Please list every distinct username that appears directly before "said:" in the forum thread, in order of first appearance.

**TEXT SECTION:**
* start *

How Much You Want for it???
haha....


----------



## GODWORK (Oct 2, 2022)

Its personal bro......not for sale...
LMFAO


----------



## bgsoobie (Oct 2, 2022)

MannyPacs said:


> I'll leave on the positive note. We can agree that it is indeed silly. Which is why I was pointing out it was dumb for fletch, I mean phenohunter to talk trash about 6 fems for 250. I wish you happiness and success brotha


Likewise brother! Impressive bean collection by the way.


----------



## bgsoobie (Oct 2, 2022)

Dank Budz said:


> Well... Here's a nug of the OGKB pheno of forum cookies x dosi 18 View attachment 5206537


Any herm issues? I've got a few fem packs ready to pop.


----------



## originalphenohunters (Oct 2, 2022)

thenotsoesoteric said:


> So fletch putting in more work than Karma?
> 
> Doubt


How big of a grow can you put up in NL? Your inexperience is evident.



MannyPacs said:


> I'll leave on the positive note. We can agree that it is indeed silly. Which is why I was pointing out it was dumb for fletch, I mean phenohunter to talk trash about 6 fems for 250. I wish you happiness and success brotha


I'm not him. But known him almost 20 years. This won't be the first or last time your assumptions are wrong. But keep on it.

* end *

**Saved data entries:**

* start *

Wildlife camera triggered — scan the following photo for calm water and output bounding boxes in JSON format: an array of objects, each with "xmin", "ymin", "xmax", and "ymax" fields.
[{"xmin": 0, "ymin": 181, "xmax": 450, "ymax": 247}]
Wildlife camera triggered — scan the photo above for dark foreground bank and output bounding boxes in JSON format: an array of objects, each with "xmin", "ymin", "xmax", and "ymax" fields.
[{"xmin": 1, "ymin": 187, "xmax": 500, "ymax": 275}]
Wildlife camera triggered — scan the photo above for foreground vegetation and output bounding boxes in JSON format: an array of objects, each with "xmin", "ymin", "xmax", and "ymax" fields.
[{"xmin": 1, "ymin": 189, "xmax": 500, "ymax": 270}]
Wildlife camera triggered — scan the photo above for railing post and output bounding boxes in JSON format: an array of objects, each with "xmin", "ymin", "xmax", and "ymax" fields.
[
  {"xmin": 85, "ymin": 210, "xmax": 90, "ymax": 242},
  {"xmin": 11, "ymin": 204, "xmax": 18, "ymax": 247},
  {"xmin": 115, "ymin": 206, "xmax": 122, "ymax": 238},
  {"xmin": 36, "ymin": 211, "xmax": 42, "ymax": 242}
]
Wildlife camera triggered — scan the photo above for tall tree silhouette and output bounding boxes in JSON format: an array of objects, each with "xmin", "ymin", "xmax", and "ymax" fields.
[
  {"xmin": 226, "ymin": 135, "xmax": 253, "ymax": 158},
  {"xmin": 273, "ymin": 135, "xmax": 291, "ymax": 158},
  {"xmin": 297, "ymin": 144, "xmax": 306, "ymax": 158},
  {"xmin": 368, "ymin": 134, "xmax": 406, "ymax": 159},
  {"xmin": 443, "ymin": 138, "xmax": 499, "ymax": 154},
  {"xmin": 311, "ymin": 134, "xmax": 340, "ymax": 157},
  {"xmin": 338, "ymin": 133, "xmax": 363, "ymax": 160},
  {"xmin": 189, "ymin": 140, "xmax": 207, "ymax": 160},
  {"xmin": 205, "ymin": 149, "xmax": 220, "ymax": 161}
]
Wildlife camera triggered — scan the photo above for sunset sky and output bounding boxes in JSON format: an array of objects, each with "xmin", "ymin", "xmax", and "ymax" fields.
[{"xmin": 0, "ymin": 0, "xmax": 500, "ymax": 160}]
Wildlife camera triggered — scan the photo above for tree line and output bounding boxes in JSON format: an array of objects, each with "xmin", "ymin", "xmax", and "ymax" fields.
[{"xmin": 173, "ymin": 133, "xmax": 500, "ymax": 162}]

* end *

**EXERCISE SOLUTION:**
MannyPacs, Dank Budz, thenotsoesoteric